Reproduce all entries precisely as they are written.

**RECORDS:**
╔══
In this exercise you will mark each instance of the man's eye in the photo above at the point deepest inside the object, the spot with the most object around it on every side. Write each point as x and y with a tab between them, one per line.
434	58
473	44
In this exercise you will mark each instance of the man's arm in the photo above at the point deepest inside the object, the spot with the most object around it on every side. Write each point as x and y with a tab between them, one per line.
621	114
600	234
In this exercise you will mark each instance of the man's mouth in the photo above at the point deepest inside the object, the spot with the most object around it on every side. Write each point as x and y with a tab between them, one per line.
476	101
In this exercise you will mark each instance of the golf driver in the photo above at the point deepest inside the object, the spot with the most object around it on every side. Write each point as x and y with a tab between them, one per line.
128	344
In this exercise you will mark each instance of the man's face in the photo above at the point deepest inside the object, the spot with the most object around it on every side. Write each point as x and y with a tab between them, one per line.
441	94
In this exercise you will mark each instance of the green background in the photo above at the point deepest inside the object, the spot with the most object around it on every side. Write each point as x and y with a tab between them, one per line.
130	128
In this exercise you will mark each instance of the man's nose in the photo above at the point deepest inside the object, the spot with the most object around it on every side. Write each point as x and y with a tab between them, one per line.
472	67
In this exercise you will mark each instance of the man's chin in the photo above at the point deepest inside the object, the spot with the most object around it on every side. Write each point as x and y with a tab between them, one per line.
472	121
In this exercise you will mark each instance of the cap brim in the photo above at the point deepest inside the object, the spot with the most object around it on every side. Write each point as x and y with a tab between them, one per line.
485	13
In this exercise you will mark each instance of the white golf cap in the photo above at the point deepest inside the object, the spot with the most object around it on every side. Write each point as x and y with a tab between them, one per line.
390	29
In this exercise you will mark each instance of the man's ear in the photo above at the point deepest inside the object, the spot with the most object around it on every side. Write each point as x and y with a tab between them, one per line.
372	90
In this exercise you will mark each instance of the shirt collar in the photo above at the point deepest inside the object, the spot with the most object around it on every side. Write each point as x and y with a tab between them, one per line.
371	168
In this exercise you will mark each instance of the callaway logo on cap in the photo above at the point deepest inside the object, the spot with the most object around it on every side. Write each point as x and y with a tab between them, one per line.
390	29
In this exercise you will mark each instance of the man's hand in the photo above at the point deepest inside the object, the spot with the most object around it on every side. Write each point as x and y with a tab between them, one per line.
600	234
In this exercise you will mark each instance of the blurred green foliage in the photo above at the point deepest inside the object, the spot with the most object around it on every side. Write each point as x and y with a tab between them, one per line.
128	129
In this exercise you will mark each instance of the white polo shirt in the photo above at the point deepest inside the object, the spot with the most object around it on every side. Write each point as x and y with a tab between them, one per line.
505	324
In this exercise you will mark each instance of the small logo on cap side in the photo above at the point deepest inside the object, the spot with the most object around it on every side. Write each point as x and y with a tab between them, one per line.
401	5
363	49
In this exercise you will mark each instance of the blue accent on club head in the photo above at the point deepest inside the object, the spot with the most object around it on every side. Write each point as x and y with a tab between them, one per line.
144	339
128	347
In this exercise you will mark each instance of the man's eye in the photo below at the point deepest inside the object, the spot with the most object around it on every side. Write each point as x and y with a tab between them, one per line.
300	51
╚══
**FULL SOLUTION:**
In this exercise you will mark each instance of the man's eye in the photo above at the point deepest inside the object, the spot with the most object around it on every side. Write each point as x and y with a tab between them, one per line.
434	58
473	44
In this exercise you will mark each instance of the man's arm in the photo above at the point deepest inside the object, the spot with the most object around it on every side. Write each point as x and y with a tab between them, one per line.
621	114
600	234
In this exercise you will mark each instance of the man's mouth in the photo above at the point deepest inside the object, the spot with the most object around it on every side. Write each point as x and y with a tab between them, one per line.
476	101
In this exercise you will mark each instance of the golf driver in the photo above at the point deepest inside the object, the spot with the most object around it on every side. Write each point as x and y with a tab between them, one per line.
128	344
In this exercise you will mark each instance of the man's face in the photo above at the point deepest inside the object, the spot with the most object around it on every side. Write each point as x and y with a tab between them, one per line.
441	94
In this exercise you will mark each instance of the green background in the photo above at the point deepest inside the object, the spot with the most object around it on every side. Write each point as x and y with a tab between them, one per line.
130	128
In this exercise you will mark each instance of the man's nose in the photo above at the point deepest inside the object, the spot with the most object around it on every side. Write each point as x and y with a tab between them, one per line.
472	67
In this exercise you will mark each instance of the man's chin in the photo above at the point deepest inside the object, the spot with the most object around it on every side. Write each point as x and y with a tab between them, one per line.
472	121
In this exercise you will mark each instance of the cap brim in the photo above at the point deepest inside the object, the spot with the most object around it on every side. Write each point as x and y with a tab between them, one per line.
485	13
In this exercise you will mark each instance of the white golf cap in the photo above at the point deepest inside the object, the spot with the most object around it on every side. Write each point as x and y with a tab between them, one per line.
390	29
In this exercise you will mark each instance of the man's ear in the photo above at the point deepest inside the object, the spot with the most object around it on every side. Write each point as x and y with a tab between them, one per line.
372	90
In this exercise you will mark each instance of the shirt collar in the photo above at the point deepest inside the object, the spot with the most object around it on every side. Write each point as x and y with a tab between them, one per line.
371	168
In this exercise you will mark each instance of the callaway logo on cap in the photo above at the point deepest inside the object, the spot with the most object around it on every side. Write each point as x and y with a tab between them, one per line.
390	29
In this exercise you will mark each instance of the man's hand in the photo above at the point deepest inside the object, the spot with the most object around it on every side. Write each point as x and y with a tab between them, one per line.
600	234
In this exercise you will mark each instance of the blurred green foliage in the photo above at the point deepest inside the object, the spot with the most object around it on every side. Write each point as x and y with a tab between them, one per line.
128	129
In this exercise you will mark each instance of the white polo shirt in the photo above at the point deepest inside the object, the spot with the most object around it on every side. Write each point as x and y with a tab between them, one per line.
505	324
In this exercise you will mark each instance of the small logo on cap side in the photo above at the point deepest inside the object, the spot with the most object around it on every side. Write each point as x and y with a tab between them, one per line.
401	5
363	49
In this exercise you will mark each instance of the blue accent on club head in the photo above at the point deepest inside the object, the spot with the most object around it on every side. Write each point as x and y with a tab between them, one per line.
144	339
128	347
In this exercise you will mark each instance of the man's eye in the photo below at the point deepest inside the object, the spot with the most object around it on every side. Write each point as x and y with a tab between them, one per line.
300	51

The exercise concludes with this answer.